练习题目 1 ::
请抄写这篇讲 Flutter 相似照片检测的文章里,以包含“Flutter 实现相似照片检测:感知哈希算法实战”的文字开头、以“原图 MD5: a1b2c3d4e5f6...”结尾的那一部分,一字不改。

阅读材料 ::
::::
Flutter 实现相似照片检测:感知哈希算法实战

相册中总有大量相似照片:连拍、截图、同一场景的多次拍摄。本文分享如何在 Flutter 中实现一套完整的相似照片检测系统,使用感知哈希算法在本地高效识别相似图片。

什么是感知哈希?

传统的文件哈希(如 MD5、SHA)对任何微小改动都会产生完全不同的结果。而感知哈希(Perceptual Hash)则不同,它基于图像的视觉特征生成哈希值,相似的图片会产生相似的哈希。

传统哈希:
  原图 MD5: a1b2c3d4e5f6...
  缩放后 MD5: 9x8y7z6w5v4... (完全不同)

感知哈希:
  原图 pHash: 8f373714acfcf4d0
  缩放后 pHash: 8f373714acfcf4d0 (相同或非常接近)

算法选型

常见的感知哈希算法有:

算法 原理 优点 缺点
aHash 平均亮度比较 计算快 对亮度变化敏感
dHash 水平梯度差异 抗缩放 对旋转敏感
pHash DCT 频域分析 最准确 计算较慢

单一算法各有局限,我们采用多哈希组合策略:

组合哈希 = aHash + dHash + vHash + cHash + pHash
         = 64位 + 64位 + 64位 + 64位 + 64位
         = 320位 (80个十六进制字符)
  • aHash:整体亮度特征
  • dHash:水平边缘特征
  • vHash:垂直边缘特征(dHash 的垂直版本)
  • cHash:颜色分布特征
  • pHash:DCT 频域结构特征(最重要)

核心实现

1. 哈希计算核心

import 'dart:math';
import 'dart:typed_data';
import 'package:image/image.dart' as img;

/// 哈希计算核心类
class HashComputeCore {
  /// 计算感知哈希
  /// 返回 80 字符的十六进制哈希字符串
  static String? computeHash(Uint8List imageData) {
    try {
      final image = img.decodeImage(imageData);
      if (image == null) return null;

      final grayscale = img.grayscale(image);

      // 计算各类哈希
      final aHashBits = _computeAHash(grayscale);  // 64位
      final dHashBits = _computeDHash(grayscale);  // 64位
      final vHashBits = _computeVHash(grayscale);  // 64位
      final cHashBits = _computeCHash(image);      // 64位
      final pHashBits = _computePHash(grayscale);  // 64位

      // 组合:320位 = 80个十六进制字符
      final allBits = [...aHashBits, ...dHashBits, ...vHashBits, ...cHashBits, ...pHashBits];
      return _bitsToHex(allBits);
    } catch (e) {
      return null;
    }
  }
}

2. aHash - 平均哈希

最简单的感知哈希,基于平均亮度:

/// 计算 aHash (Average Hash) - 64位
static List<int> _computeAHash(img.Image grayscale) {
  // 1. 缩放到 8x8
  final small8x8 = img.copyResize(grayscale, width: 8, height: 8);

  // 2. 计算平均亮度
  double totalLuminance = 0;
  for (var y = 0; y < 8; y++) {
    for (var x = 0; x < 8; x++) {
      totalLuminance += small8x8.getPixel(x, y).luminance;
    }
  }
  final avgLuminance = totalLuminance / 64;

  // 3. 生成哈希:高于平均为1,低于为0
  final bits = <int>[];
  for (var y = 0; y < 8; y++) {
    for (var x = 0; x < 8; x++) {
      bits.add(small8x8.getPixel(x, y).luminance > avgLuminance ? 1 : 0);
    }
  }
  return bits;
}

3. dHash - 差异哈希

基于相邻像素的亮度差异,对缩放更鲁棒:

/// 计算 dHash (Difference Hash) - 64位
static List<int> _computeDHash(img.Image grayscale) {
  // 缩放到 9x8(宽度多1像素用于比较)
::::
本题数据 ::
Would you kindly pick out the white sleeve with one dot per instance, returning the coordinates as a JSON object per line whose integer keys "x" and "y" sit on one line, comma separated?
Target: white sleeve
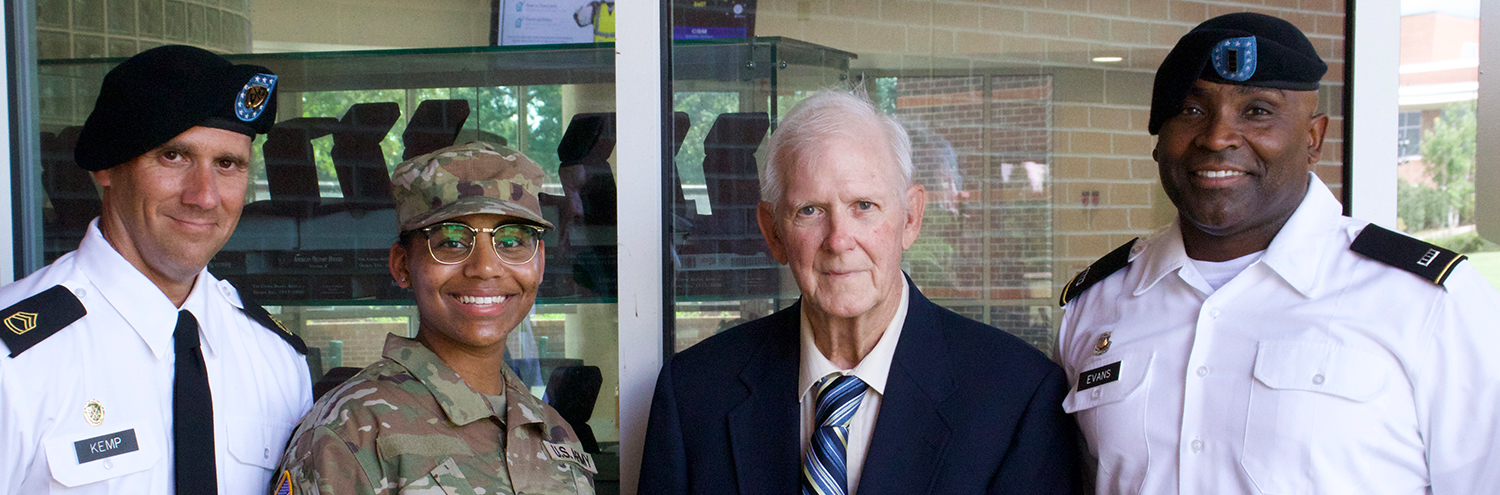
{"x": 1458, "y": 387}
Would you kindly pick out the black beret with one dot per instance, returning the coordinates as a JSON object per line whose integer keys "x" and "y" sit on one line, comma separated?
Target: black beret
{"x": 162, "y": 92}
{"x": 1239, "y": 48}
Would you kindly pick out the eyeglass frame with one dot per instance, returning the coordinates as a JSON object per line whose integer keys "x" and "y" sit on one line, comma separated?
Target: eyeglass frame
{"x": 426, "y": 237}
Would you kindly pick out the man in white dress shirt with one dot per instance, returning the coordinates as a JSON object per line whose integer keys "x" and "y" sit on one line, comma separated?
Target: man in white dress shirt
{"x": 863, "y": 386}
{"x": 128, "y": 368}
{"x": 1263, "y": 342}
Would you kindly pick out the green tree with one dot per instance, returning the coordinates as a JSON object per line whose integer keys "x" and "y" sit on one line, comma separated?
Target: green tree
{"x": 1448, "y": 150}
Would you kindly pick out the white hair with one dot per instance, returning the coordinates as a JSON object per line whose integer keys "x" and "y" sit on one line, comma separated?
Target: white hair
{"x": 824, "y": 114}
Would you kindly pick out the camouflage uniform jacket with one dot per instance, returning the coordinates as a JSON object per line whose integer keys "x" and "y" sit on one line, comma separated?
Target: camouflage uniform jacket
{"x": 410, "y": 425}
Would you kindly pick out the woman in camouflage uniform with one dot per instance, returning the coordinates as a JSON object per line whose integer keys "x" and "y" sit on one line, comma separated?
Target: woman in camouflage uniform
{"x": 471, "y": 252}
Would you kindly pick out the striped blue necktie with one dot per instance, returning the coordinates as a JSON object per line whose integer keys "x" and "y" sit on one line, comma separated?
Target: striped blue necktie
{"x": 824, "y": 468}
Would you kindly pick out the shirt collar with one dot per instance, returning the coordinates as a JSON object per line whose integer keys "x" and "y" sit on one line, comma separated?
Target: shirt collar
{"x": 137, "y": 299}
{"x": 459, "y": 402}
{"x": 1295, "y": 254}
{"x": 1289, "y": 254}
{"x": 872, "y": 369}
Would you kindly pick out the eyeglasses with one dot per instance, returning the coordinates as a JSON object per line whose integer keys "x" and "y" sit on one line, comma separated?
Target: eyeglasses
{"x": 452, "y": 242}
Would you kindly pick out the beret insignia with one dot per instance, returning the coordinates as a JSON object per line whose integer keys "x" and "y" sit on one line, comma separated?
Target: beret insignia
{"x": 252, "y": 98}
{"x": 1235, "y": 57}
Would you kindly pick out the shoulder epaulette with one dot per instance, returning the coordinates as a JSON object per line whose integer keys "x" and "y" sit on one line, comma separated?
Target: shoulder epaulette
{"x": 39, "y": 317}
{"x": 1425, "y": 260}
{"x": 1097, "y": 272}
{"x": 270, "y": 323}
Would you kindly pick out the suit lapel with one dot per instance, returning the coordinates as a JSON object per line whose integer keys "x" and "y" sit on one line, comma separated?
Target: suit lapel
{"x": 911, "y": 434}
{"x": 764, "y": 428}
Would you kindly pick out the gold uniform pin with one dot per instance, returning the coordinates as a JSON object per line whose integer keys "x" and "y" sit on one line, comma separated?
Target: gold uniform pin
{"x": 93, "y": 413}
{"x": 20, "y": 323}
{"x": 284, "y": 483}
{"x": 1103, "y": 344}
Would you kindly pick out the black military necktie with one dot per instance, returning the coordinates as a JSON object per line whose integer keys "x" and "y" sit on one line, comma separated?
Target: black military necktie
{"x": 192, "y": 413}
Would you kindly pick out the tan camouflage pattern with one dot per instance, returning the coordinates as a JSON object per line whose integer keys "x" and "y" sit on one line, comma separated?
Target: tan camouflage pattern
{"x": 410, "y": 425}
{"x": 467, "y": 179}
::::
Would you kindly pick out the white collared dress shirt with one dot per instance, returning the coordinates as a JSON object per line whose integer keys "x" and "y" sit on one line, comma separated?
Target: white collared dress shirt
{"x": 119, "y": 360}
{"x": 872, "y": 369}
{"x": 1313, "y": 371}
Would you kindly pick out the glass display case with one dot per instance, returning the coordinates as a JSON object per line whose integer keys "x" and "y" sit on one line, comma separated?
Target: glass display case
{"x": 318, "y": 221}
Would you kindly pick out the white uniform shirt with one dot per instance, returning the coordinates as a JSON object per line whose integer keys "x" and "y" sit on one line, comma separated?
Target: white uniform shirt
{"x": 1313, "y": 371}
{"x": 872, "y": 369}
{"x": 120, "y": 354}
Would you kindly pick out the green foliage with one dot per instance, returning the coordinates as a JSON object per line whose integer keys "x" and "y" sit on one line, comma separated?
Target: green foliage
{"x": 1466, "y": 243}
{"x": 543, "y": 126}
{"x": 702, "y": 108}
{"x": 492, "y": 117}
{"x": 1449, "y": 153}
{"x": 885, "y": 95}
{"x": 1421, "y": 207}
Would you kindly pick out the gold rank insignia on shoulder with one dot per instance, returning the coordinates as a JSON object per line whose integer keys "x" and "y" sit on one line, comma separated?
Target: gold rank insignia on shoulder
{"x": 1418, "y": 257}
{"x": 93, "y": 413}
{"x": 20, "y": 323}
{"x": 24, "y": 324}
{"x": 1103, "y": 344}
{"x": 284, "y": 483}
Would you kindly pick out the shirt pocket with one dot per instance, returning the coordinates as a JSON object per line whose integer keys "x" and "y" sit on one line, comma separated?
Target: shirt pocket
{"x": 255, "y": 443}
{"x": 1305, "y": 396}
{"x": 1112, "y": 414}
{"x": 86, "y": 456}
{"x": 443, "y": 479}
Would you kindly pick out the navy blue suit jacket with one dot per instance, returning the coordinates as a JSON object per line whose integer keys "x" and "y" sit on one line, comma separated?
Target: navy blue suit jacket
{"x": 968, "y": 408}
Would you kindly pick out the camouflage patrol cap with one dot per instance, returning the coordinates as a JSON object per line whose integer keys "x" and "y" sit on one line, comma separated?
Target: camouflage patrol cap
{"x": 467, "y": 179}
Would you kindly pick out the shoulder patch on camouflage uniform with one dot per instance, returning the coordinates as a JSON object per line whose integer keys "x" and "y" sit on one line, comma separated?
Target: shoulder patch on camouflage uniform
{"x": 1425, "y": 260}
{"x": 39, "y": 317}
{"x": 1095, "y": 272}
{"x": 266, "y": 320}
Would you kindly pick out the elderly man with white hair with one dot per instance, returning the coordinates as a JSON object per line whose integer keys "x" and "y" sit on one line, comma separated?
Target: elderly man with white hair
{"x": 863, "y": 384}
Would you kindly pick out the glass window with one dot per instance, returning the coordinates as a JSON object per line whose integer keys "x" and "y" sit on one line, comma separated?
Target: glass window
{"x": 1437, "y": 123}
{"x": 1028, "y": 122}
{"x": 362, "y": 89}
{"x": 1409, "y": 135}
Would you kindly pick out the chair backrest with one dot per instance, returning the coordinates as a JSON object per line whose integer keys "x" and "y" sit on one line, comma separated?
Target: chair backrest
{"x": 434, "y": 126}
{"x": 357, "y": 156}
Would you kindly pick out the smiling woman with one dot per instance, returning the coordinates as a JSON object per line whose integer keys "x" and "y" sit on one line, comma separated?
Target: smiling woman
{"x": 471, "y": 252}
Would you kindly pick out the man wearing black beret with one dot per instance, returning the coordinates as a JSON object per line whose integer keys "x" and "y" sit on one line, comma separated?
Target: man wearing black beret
::::
练习题目 2 ::
能否把记录中从包含“Would you kindly pick out the smiling”的那一行起、到包含“Target: man wearing black beret”的那一行止的几行重新写出来?其中的“woman”都换成“girl”,其余内容保持不变。

参考解答 1 ::
Flutter 实现相似照片检测:感知哈希算法实战

相册中总有大量相似照片:连拍、截图、同一场景的多次拍摄。本文分享如何在 Flutter 中实现一套完整的相似照片检测系统,使用感知哈希算法在本地高效识别相似图片。

什么是感知哈希?

传统的文件哈希(如 MD5、SHA)对任何微小改动都会产生完全不同的结果。而感知哈希(Perceptual Hash)则不同,它基于图像的视觉特征生成哈希值,相似的图片会产生相似的哈希。

传统哈希:
  原图 MD5: a1b2c3d4e5f6...

参考解答 2 ::
Would you kindly pick out the smiling girl with one dot per instance, returning the coordinates as a JSON object per line whose integer keys "x" and "y" sit on one line, comma separated?
Target: smiling girl
{"x": 471, "y": 252}
Would you kindly pick out the man wearing black beret with one dot per instance, returning the coordinates as a JSON object per line whose integer keys "x" and "y" sit on one line, comma separated?
Target: man wearing black beret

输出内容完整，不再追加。